▶ **Direction A**
In the gross-foods list, what does the writer say about sauerkraut no matter which way it is eaten?

** start Page excerpt **

As the title of the blog would suggest, this is my top ten list of gross foods. I confess that there are some items on the list that I have never tried and never will. And I know the saying, ‘Don’t knock it till you try it.’ But come on now, there are just some things that no one should ever try, let alone eat on a regular basis. And some of you may disagree and maybe I am really missing out, but chances are, I will never know because even getting past the idea of eating them is abhorrent to me. So without further ado, my top ten gross foods:

10. Sauerkraut – No matter which way you eat this, whether it’s on your hotdogs, plain or cooked with sausages, it still smells bad.

English: BBQ Frog legs

Image via Wikipedia

9. Frog legs – there is something about eating the legs off a amphibian that croaks and pees in your hand when you hold them (just ask my brother about that one…) that isn’t right.

** end Page excerpt **
** start Excerpted records **

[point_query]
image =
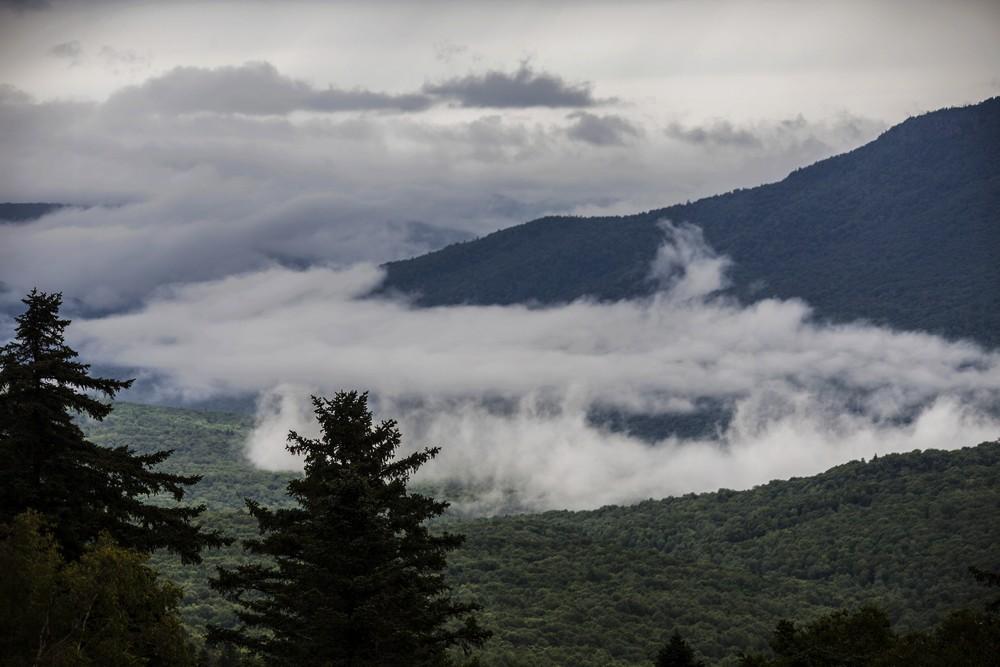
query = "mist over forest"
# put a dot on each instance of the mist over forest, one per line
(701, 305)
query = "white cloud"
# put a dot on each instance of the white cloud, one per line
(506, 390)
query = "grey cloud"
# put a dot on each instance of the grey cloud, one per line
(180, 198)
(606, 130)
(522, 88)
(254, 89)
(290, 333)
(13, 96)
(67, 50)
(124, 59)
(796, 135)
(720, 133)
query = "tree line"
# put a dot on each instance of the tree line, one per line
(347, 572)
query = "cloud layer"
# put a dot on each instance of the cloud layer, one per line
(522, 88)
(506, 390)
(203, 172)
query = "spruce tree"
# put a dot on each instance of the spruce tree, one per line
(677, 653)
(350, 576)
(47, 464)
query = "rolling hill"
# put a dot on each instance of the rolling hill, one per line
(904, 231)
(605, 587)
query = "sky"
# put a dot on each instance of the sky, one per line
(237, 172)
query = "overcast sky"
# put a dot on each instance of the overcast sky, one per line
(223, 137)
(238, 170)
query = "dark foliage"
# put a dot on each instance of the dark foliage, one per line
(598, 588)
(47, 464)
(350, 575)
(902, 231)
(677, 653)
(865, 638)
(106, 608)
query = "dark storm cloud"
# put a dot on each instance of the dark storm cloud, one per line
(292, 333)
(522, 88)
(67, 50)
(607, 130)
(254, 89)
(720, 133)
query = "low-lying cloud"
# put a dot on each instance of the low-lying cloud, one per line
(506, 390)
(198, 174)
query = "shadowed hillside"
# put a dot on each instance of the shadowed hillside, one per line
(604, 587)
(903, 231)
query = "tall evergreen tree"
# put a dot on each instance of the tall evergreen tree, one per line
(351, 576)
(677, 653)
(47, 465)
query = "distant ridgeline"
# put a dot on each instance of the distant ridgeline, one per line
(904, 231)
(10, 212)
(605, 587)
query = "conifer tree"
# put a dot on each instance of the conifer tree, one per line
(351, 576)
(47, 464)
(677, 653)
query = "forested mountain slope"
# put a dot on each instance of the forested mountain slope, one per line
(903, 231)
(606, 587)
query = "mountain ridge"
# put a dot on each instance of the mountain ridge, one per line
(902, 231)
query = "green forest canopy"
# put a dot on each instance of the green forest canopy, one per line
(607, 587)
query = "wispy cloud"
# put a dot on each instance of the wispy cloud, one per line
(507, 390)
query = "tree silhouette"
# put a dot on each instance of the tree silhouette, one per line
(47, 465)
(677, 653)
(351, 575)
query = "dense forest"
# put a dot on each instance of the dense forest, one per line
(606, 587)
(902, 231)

** end Excerpted records **
** start Excerpted records **

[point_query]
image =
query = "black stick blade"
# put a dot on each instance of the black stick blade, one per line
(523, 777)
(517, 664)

** end Excerpted records **

▶ **Direction B**
Pick out each line of the rows above that contains the word "conifer", and copy those lines.

▶ **Output A**
It still smells bad.

▶ **Output B**
query = "conifer tree"
# put a dot on each instance of the conifer tree, one per line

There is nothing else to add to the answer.